▶ _EXERCISE_:
From the passage on estimating hydroponic crop production, copy word for word the part that opens with the words "Estimating Hydroponic Crop" and closes with "or aquaponic system.".

▶ _DOCUMENT SEGMENT_:
------------------------------------------------------------------------
Estimating Hydroponic Crop Production and Transplant Cycles
Avoiding Common Mistakes in Calculating Production Potential
Yeah, I know, this post is slightly more technical, and far less fun than some of the others, but these simple calculations are important, and can help you to avoid some common mistakes that people often make when designing a hydroponic or aquaponic system.
When setting out to construct a hydroponic or aquaponic growing system, determining the volume of crops that the system you have designed could grow, also referred to as the production potential of the system, is an important step in assessing the feasibility of the facility. If you intend on constructing a growing facility for commercial production, properly projecting harvest volumes is key to determining revenue potentials, market viability, and return on capital for various off-take scenarios, crop types, or system configurations. In this post, we are going to walk through some simple formulas that can be used to estimate harvest volumes for common crops, and to establish a stable crop rotation.
The first step in estimating crop production potential is to calculate the size of the system that you intend to build; for these calculations, system size is noted by the total number of plants that the system can hold. Determining the total number of plant sites involves laying out the growing equipment within your greenhouse or warehouse space, and then counting up the total number of plant sites. On smaller systems that do not require multiple transplants, this can be a simple task. For example, if a system has a single, 4x8ft Deep Water Culture (DWC) float bed, which holds four 2x4ft rafts, each with 18 plant sites, this bed would hold 72 plants.
On larger facilities, which utilize multiple transplants to maximize productivity per square foot, counting the total number of plant sites can be complicated by the different classes of plant sites: seeding, nursery, and growout sites. As an example, we will look at a commercial greenhouse for cultivating leafy greens, in which plants are transplanted twice during their growth cycle: from a dense seeding tray into a four-inch-on-center nursery site for juvenile growth, and then into an eight-inch-on-center growout site.
------------------------------------------------------------------------
▶ _EXTRACTED ENTRIES_:
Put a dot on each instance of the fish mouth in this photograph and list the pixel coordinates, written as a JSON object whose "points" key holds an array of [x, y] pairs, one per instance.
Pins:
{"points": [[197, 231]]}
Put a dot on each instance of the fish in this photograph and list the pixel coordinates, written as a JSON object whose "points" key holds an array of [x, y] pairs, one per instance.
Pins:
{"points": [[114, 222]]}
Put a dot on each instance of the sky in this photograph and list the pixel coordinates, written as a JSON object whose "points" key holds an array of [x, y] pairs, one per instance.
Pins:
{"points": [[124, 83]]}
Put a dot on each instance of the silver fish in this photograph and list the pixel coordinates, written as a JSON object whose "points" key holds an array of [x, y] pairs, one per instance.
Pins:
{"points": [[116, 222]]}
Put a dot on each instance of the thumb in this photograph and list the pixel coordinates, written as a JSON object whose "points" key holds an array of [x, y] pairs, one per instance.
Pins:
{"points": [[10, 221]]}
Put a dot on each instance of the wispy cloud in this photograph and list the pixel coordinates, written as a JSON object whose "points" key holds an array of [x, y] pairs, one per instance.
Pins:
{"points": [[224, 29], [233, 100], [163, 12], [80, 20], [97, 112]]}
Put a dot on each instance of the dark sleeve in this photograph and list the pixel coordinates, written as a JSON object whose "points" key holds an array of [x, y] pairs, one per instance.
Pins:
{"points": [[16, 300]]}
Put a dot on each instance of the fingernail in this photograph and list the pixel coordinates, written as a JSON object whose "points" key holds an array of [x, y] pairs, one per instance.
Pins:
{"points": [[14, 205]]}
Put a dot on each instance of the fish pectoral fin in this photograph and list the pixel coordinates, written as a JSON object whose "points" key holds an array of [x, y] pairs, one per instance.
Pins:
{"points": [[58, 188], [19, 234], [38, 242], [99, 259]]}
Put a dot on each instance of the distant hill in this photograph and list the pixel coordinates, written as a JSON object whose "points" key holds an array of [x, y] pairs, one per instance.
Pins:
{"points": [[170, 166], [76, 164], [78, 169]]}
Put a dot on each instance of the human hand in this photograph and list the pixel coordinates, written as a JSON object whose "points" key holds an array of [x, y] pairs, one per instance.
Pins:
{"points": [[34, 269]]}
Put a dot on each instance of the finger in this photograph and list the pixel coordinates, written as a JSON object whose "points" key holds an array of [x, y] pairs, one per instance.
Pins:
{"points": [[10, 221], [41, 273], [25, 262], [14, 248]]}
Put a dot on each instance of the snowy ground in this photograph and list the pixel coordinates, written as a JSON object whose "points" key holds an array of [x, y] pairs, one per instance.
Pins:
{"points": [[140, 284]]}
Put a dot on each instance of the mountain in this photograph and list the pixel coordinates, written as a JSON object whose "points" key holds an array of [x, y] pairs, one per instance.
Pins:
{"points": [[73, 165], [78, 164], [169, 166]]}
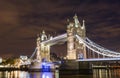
------------------------------------------------------------------------
▶ _SOLUTION_:
Estimating Hydroponic Crop Production and Transplant Cycles
Avoiding Common Mistakes in Calculating Production Potential
Yeah, I know, this post is slightly more technical, and far less fun than some of the others, but these simple calculations are important, and can help you to avoid some common mistakes that people often make when designing a hydroponic or aquaponic system.